Отрывок
=======

Оружие вытаскивают грешники, натягивают лука своего, чтобы перестрелять нищих, заколоть правых сердцем. Оружие их войдет в сердце их, и луки их сломаются.
Владимир Мономах, великий князь киевский (1113-1125), государственный и политический деятель

«Гей, соколи...»

Кошмар, из которого воскресла Украина!
20 апреля, 2007 - 18:55
КЛАДБИЩЕ ЛАГЕРЯ В СТРИЛКОВE

Что-то случится, кто-то скажет слово — и, спустя некоторое время, вызревает у нас мысль. Год назад, во время круглого стола в редакции газеты «День», когда в разговоре о Подляшье мы обсуждали события 1917—1921 гг., пани Лариса Ившина задала вопрос: «А почему у нас, украинцев, не было своего Пилсудского?». В этом году, в 80-ю годовщину целого ряда событий, начатых образованием в марте 1917 г. Украинской Центральной Рады, этот вопрос вполне актуален — почему Пилсудский, возглавив Польское государство, сумел защитить его самостоятельное политическое существование, да еще и присоединил при этом кусок этнических земель Украины, Беларуси и Литвы, а Грушевскому и Петлюре оказалось это не по силам? Не удалось даже повторить половинчатого успеха Хмельницкого — образования под чужим протекторатом автономной Гетьманщины (кто- то может сказать, что таким образованием стала организованная большевиками Советская Украина, но она была, скорее, следствием половинчатости успеха ленинской идеи построения «государства крестьян и рабочих», которое, невзирая на последующие перестройки: сталинскую — террором и горбачевскую — гласностью, все же развалилось).

=======

Содержимое набора данных
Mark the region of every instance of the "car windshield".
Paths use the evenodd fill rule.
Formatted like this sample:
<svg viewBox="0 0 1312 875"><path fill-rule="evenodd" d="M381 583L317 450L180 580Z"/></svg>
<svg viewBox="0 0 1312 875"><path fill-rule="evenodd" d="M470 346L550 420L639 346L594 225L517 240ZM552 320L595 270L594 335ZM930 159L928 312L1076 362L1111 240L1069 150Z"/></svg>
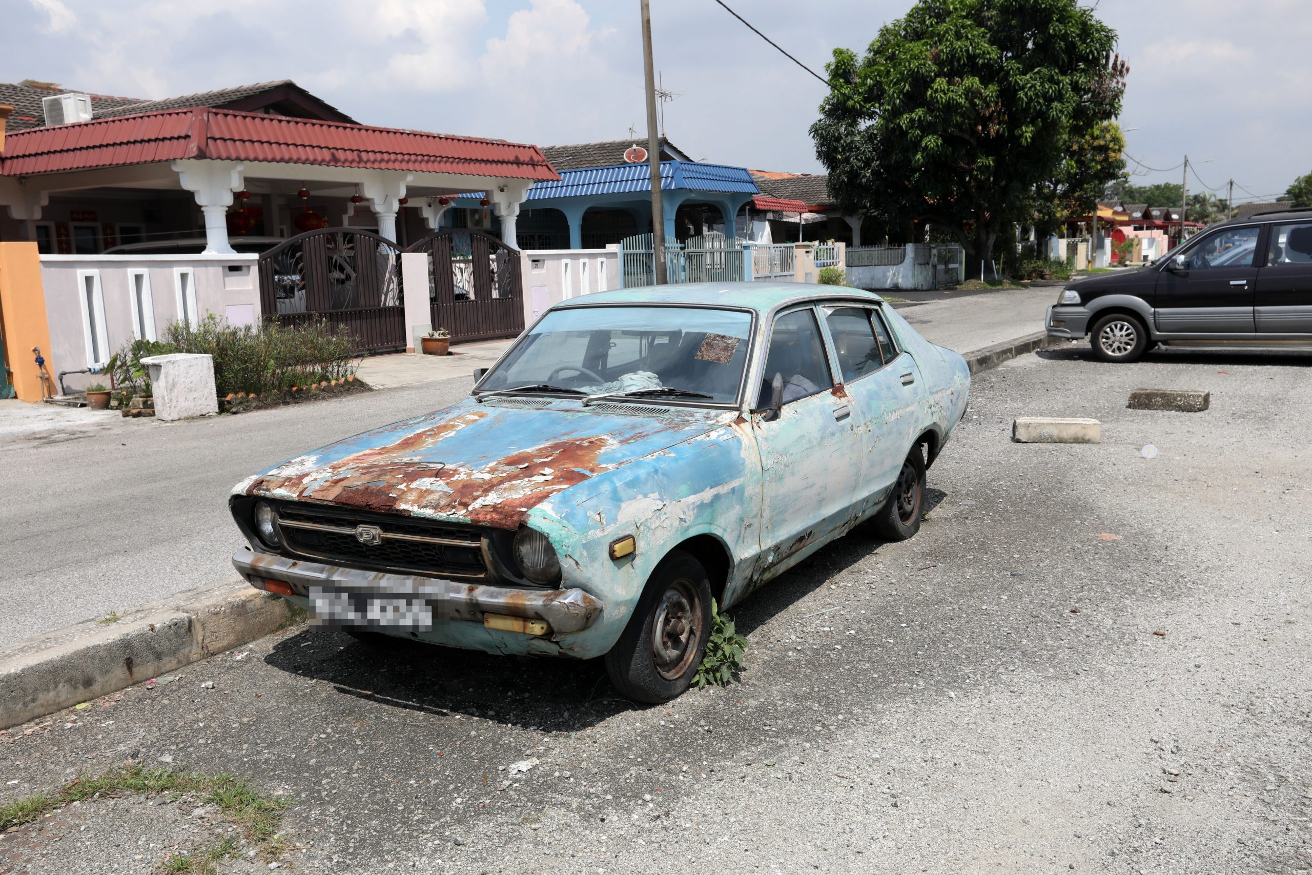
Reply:
<svg viewBox="0 0 1312 875"><path fill-rule="evenodd" d="M479 392L558 387L585 395L636 392L647 401L732 404L750 332L752 315L739 310L554 310L483 378Z"/></svg>

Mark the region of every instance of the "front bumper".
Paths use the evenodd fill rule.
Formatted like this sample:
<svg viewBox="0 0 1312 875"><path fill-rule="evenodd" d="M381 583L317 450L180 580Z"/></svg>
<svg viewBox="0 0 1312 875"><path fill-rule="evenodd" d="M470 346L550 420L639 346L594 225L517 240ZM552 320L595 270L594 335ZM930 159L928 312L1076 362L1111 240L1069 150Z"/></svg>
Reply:
<svg viewBox="0 0 1312 875"><path fill-rule="evenodd" d="M1051 304L1043 325L1050 337L1078 338L1089 333L1089 319L1093 317L1084 307L1071 304Z"/></svg>
<svg viewBox="0 0 1312 875"><path fill-rule="evenodd" d="M266 589L266 580L282 581L297 596L308 597L311 603L316 597L323 601L328 596L348 594L424 602L432 611L433 623L466 621L482 624L485 622L484 614L493 614L543 621L550 627L548 635L560 636L589 628L601 617L602 607L601 601L581 589L514 589L461 584L436 577L324 565L251 550L232 554L232 565L256 589ZM354 624L353 621L332 615L319 615L318 619ZM421 624L416 631L428 630Z"/></svg>

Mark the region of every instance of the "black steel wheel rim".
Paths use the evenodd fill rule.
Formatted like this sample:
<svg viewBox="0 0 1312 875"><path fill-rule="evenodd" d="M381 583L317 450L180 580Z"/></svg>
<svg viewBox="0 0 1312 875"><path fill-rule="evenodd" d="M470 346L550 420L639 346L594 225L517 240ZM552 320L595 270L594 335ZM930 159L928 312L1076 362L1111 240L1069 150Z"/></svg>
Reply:
<svg viewBox="0 0 1312 875"><path fill-rule="evenodd" d="M909 526L916 519L920 510L920 475L911 459L903 462L903 470L897 475L897 518L904 526Z"/></svg>
<svg viewBox="0 0 1312 875"><path fill-rule="evenodd" d="M652 664L666 681L681 678L702 640L702 598L690 580L672 581L652 614Z"/></svg>

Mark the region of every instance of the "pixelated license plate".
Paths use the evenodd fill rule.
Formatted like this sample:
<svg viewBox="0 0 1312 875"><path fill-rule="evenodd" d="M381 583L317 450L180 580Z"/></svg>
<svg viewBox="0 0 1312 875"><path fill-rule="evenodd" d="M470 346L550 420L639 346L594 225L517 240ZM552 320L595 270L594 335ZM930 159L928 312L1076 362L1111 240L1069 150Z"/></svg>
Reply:
<svg viewBox="0 0 1312 875"><path fill-rule="evenodd" d="M328 623L425 631L433 626L433 609L422 598L370 596L314 586L310 589L310 606L318 619Z"/></svg>

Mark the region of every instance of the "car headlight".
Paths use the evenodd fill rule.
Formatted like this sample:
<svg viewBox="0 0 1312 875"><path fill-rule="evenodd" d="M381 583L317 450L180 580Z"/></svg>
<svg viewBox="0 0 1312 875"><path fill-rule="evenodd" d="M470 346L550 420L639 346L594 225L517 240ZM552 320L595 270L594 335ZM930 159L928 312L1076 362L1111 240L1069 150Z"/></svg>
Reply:
<svg viewBox="0 0 1312 875"><path fill-rule="evenodd" d="M278 538L278 526L273 518L273 506L266 501L255 505L255 533L260 535L260 540L266 547L277 550L282 544L282 539Z"/></svg>
<svg viewBox="0 0 1312 875"><path fill-rule="evenodd" d="M535 584L560 580L560 559L544 534L525 526L514 535L514 560L523 576Z"/></svg>

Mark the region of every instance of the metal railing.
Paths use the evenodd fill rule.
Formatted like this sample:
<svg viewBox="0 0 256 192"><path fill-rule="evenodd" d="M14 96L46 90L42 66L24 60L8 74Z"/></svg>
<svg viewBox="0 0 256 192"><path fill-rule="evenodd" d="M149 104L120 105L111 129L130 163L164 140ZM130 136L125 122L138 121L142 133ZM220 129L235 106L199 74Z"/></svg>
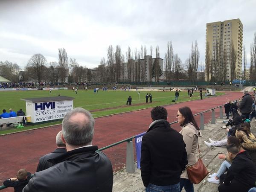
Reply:
<svg viewBox="0 0 256 192"><path fill-rule="evenodd" d="M233 101L232 102L233 103L237 103L239 102L237 102L237 100ZM220 109L220 118L223 119L223 112L222 111L222 106L224 106L224 105L218 106L214 108L209 109L208 110L204 111L195 114L194 116L196 116L197 115L200 115L200 130L204 130L204 113L208 112L209 111L212 111L212 119L211 121L211 124L215 124L215 110L219 108ZM170 123L170 125L172 125L178 122L178 121L176 121L171 123ZM127 142L126 143L126 171L130 173L134 173L135 172L135 167L134 165L134 147L133 147L133 140L134 139L136 136L134 136L129 137L127 139L122 140L114 143L112 143L109 145L106 146L105 147L103 147L100 149L99 149L97 151L101 151L109 148L111 147L114 146L118 145L122 143L125 142ZM33 176L33 175L32 175ZM0 186L0 190L7 188L6 186L3 185Z"/></svg>

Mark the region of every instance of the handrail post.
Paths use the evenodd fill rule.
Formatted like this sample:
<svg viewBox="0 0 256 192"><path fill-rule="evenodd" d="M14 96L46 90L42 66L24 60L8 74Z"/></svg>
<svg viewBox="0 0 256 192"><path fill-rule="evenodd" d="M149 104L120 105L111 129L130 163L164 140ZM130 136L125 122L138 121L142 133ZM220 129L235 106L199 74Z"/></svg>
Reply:
<svg viewBox="0 0 256 192"><path fill-rule="evenodd" d="M127 141L126 145L126 171L130 173L135 172L134 156L132 140Z"/></svg>
<svg viewBox="0 0 256 192"><path fill-rule="evenodd" d="M204 113L200 114L200 130L204 130Z"/></svg>
<svg viewBox="0 0 256 192"><path fill-rule="evenodd" d="M222 106L220 107L220 119L223 119L223 111L222 111Z"/></svg>
<svg viewBox="0 0 256 192"><path fill-rule="evenodd" d="M214 109L212 109L212 122L211 124L215 124L215 112L214 111Z"/></svg>

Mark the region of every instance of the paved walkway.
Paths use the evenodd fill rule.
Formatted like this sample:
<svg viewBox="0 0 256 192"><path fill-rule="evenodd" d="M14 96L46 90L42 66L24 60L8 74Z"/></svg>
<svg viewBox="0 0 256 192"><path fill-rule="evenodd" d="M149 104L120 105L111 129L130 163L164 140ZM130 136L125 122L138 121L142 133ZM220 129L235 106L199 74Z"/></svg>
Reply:
<svg viewBox="0 0 256 192"><path fill-rule="evenodd" d="M253 119L253 121L255 120ZM199 138L199 146L202 152L202 158L204 165L207 166L208 171L212 174L217 172L221 164L223 161L218 157L219 153L226 153L225 147L213 147L209 148L206 146L204 141L208 140L209 137L215 140L221 140L226 136L225 129L220 128L225 124L223 123L223 119L218 119L216 124L208 124L205 127L205 130L201 131L203 137ZM252 123L251 130L256 135L256 124ZM209 141L208 141L209 142ZM145 192L145 187L143 185L140 176L140 170L137 168L135 164L135 172L129 174L125 169L114 175L113 192ZM203 180L198 185L194 185L195 192L217 192L218 185L209 183L207 181L208 177ZM184 189L182 191L184 192Z"/></svg>
<svg viewBox="0 0 256 192"><path fill-rule="evenodd" d="M166 105L168 121L176 121L178 109L188 106L193 114L223 105L228 99L235 100L241 96L239 92L229 92L217 97ZM101 148L147 131L150 122L150 111L146 109L102 117L96 119L93 144ZM216 110L215 116L219 115ZM199 116L196 116L198 122ZM204 122L211 119L211 113L205 114ZM179 125L172 125L179 131ZM17 170L26 168L32 173L35 171L39 158L55 148L55 138L61 130L61 125L33 130L15 134L0 136L0 183L8 177L15 175ZM109 157L114 172L125 166L126 143L104 151Z"/></svg>

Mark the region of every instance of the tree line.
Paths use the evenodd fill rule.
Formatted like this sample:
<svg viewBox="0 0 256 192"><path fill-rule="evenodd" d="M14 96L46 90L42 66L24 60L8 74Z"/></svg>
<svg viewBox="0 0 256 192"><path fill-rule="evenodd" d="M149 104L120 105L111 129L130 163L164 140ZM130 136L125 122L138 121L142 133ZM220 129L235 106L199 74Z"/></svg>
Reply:
<svg viewBox="0 0 256 192"><path fill-rule="evenodd" d="M204 80L204 75L198 77L200 54L197 42L192 43L191 53L185 64L177 53L175 53L172 41L167 43L163 68L160 66L159 47L153 50L150 46L149 52L145 45L132 50L128 47L123 54L120 45L115 48L108 46L107 59L102 57L99 65L89 69L79 65L75 58L69 60L64 48L58 49L58 62L47 63L41 54L33 55L25 67L21 81L37 81L61 82L149 82L153 81L186 79ZM153 53L154 57L153 58ZM145 59L148 57L148 59ZM148 62L148 63L147 63ZM0 75L12 81L18 82L20 68L16 63L6 61L0 62ZM202 70L202 69L201 69Z"/></svg>

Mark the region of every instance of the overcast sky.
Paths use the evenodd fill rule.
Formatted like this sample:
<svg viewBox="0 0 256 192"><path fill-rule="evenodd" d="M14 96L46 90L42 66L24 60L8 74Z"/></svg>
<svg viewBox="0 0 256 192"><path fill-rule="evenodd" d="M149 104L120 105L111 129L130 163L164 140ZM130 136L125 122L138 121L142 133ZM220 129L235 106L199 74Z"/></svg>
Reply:
<svg viewBox="0 0 256 192"><path fill-rule="evenodd" d="M150 54L160 47L164 58L167 42L185 62L197 40L200 63L205 59L206 23L239 18L247 64L256 32L256 1L2 0L0 1L0 61L22 68L34 54L58 61L58 48L69 58L93 68L107 58L109 45L124 55L145 45ZM249 64L247 64L249 66Z"/></svg>

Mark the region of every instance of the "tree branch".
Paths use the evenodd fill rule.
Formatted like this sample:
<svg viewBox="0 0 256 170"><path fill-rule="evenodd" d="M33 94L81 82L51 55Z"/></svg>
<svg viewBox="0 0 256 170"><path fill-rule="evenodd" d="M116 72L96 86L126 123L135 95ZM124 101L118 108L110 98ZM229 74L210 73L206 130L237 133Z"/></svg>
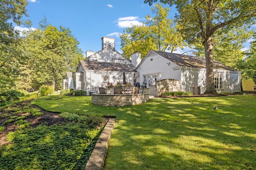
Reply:
<svg viewBox="0 0 256 170"><path fill-rule="evenodd" d="M199 12L199 10L198 10L198 6L196 7L196 8L194 8L196 12L196 14L197 15L197 16L198 17L198 23L199 24L199 25L200 26L200 29L201 29L201 34L202 37L205 39L206 37L205 33L204 32L204 26L203 25L203 21L202 19L202 16L200 15L200 12Z"/></svg>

=======

Список заданий
A. Пожалуйста, обновите отрывок: перепишите всё от «Оружие вытаскивают грешники, натягивают» вниз до «луки их сломаются.», поставив «нечестивцы» вместо «грешники».
B. Когда, согласно отрывку, была образована Украинская Центральная Рада?
C. Подхватите отрывок о том, почему у украинцев не было своего Пилсудского, и продолжите его с последнего предложения.

Ответы
A.
Оружие вытаскивают нечестивцы, натягивают лука своего, чтобы перестрелять нищих, заколоть правых сердцем. Оружие их войдет в сердце их, и луки их сломаются.

B. В марте 1917 года.

C.
Если нет намерения рассматривать подробности исторического календаря, то общий ответ может быть очень простым — после завершенного в 1795 г. раздела Речи Посполитой (кстати, с русской стороны трактат с Пруссией и Австрией подписывал малорос — канцлер царицы Екатерины и светлейший князь Александр Безбородько) поляки стали нацией без государства, однако сохранили свою аристократично-шляхетскую политическую элиту, превратившую ХIХ век в эпоху борьбы за восстановление национального суверенитета, а в 1918—1920 гг. сумевшую ангажировать на эту борьбу народные массы. Украинцы же на рубеже XVIII— ХIХ ст. превратились в почти полностью лишенный национального инстинкта этнос («малоросское племя»), а век романтизма и национализма стал эпохой борьбы небольшой группы интеллигенции за зарождение самой нации, которая не закончилась и тогда, когда Первая мировая война превратилась в борьбу за новую политическую карту Центральной и Восточной Европы. Это несовершенство украинского нациосозидания, с его пропастью между надеждами и нуждами и возможностями мобилизации народа, именем которого провозглашена сначала автономия Украинской Народной Республики, а впоследствии и ее государственный суверенитет, превратило всю нашу дальнейшую историю в сплошной кошмар.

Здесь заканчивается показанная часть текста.